■ **Written task A**
From the forum thread on cheap 4x4s, quote the stretch from "Well you shouldn't" through "alcraw (19 June 2011)".
■ **Written task B**
Summarize the forum thread on cheap, reliable 4x4s in two sentences.

# Best cheap, reliable 4x4



## SarahRicoh (19 June 2011)

Hi all,

Looking to purchase a small 4x4 that is cheap to buy (i mean like under £2000- I know it'l be old etc), cheap to run/insure and is reliable. So far it seems to be a suzuki jimny is all I can find.
Are jimnys good? If not, can anyone suggest anything else?

Thanks


----------



## tallyho! (19 June 2011)

Well you shouldn't use cheap and reliable in the same sentence... however, I find anything Japanese falls into reliable category... can't guarantee insurance will be though. 

Check Autotrader for toyota, isuzu, nissan etc I'm sure you'll find something you want at £2000.


----------



## alcraw (19 June 2011)

I've just sold one  Jeep Cherokee, great car, really cheap to buy (sold my R reg for £800), not bad to insure, £250 tax for the year. Not that great on fuel - I got around 23mpg from my 2.5l petrol. Worth looking at though. I only sold mine to replace it with a newer Grand Cherokee!


----------



## tallyho! (19 June 2011)

I had a jeep cherokee... never again!


----------



## sarah23 (19 June 2011)

I have a kia sportage for sale at the mo.


----------



## Mince Pie (19 June 2011)

Isuzu pick up!


----------



## Izzwizz (19 June 2011)

■ **Provided data**
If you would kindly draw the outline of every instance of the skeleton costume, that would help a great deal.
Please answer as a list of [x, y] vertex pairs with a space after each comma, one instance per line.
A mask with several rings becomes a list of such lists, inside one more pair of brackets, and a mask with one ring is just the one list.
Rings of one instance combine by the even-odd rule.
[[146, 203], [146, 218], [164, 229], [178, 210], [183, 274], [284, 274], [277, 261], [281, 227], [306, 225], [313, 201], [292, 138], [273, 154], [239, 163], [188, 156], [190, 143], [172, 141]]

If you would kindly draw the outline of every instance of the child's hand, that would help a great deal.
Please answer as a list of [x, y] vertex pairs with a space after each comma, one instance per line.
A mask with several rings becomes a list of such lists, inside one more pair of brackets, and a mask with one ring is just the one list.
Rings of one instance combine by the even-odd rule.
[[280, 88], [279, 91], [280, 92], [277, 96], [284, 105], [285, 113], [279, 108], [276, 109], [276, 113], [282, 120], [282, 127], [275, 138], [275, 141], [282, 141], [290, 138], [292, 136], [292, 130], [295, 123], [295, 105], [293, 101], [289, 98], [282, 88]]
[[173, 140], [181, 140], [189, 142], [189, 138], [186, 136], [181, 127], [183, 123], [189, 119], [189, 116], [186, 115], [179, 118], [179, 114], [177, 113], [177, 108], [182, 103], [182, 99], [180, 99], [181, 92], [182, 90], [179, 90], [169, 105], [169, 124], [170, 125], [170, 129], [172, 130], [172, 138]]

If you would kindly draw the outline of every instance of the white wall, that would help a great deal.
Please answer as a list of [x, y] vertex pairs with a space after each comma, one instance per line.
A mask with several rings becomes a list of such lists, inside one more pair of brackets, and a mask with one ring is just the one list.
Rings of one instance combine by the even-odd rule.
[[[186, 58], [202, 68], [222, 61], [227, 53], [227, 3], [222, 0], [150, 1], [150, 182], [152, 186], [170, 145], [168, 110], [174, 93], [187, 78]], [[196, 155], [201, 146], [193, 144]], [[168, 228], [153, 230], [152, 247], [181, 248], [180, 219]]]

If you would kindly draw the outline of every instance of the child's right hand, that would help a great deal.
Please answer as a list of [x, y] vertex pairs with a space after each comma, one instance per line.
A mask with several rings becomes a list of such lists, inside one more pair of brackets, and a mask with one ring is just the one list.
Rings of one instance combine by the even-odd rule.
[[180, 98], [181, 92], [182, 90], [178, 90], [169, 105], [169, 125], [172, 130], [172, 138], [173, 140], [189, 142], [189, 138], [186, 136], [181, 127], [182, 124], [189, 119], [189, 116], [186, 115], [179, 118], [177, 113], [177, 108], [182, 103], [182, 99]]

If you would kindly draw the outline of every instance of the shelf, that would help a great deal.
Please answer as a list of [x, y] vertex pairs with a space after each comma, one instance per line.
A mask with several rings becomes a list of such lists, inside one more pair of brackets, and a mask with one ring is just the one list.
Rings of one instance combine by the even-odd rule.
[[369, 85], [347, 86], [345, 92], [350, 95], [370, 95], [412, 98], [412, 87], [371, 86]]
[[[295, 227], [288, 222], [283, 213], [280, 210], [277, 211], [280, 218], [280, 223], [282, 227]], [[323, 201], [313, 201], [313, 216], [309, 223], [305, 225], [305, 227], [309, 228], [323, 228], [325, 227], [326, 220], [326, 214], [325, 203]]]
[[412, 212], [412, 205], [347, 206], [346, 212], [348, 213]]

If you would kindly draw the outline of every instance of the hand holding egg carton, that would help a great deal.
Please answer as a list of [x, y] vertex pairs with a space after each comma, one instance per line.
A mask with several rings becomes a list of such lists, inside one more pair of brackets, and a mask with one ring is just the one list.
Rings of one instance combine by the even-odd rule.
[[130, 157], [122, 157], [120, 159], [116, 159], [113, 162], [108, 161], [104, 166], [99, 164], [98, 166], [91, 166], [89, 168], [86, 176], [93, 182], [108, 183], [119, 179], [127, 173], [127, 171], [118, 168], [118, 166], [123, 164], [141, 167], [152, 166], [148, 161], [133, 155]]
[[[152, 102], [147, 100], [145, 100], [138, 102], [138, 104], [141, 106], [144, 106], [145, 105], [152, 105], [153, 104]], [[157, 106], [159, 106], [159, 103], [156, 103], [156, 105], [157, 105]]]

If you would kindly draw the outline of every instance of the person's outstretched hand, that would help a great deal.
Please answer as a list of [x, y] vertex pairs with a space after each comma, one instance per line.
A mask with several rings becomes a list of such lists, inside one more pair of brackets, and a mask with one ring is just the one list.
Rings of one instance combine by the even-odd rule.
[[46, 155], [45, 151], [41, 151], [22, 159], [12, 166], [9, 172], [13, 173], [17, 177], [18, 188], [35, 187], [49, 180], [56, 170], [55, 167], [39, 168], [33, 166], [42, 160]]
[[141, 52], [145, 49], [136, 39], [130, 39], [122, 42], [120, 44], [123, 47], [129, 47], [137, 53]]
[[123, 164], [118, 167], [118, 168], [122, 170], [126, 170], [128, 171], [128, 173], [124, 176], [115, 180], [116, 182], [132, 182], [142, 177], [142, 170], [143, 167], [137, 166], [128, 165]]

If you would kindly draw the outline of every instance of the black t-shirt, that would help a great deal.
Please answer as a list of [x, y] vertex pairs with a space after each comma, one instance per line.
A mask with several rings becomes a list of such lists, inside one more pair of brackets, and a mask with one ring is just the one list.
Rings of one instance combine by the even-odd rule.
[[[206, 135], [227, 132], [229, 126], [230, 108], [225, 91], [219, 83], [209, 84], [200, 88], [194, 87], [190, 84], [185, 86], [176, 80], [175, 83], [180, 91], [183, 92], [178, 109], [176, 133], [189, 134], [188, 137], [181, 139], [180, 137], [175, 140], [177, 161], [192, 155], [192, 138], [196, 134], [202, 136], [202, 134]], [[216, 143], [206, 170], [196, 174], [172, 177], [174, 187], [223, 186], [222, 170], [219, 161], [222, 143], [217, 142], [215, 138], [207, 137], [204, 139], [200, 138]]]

■ **Final result A**
Well you shouldn't use cheap and reliable in the same sentence... however, I find anything Japanese falls into reliable category... can't guarantee insurance will be though. 

Check Autotrader for toyota, isuzu, nissan etc I'm sure you'll find something you want at £2000.


----------



## alcraw (19 June 2011)

■ **Final result B**
SarahRicoh asks for a small 4x4 under £2000 that is reliable and cheap to run and insure, and asks whether the Suzuki Jimny is a good choice. Replies suggest Japanese makes such as Toyota, Isuzu and Nissan on Autotrader, a Jeep Cherokee (which alcraw calls a great car and tallyho! would never own again), a Kia Sportage that sarah23 has for sale, and an Isuzu pick-up.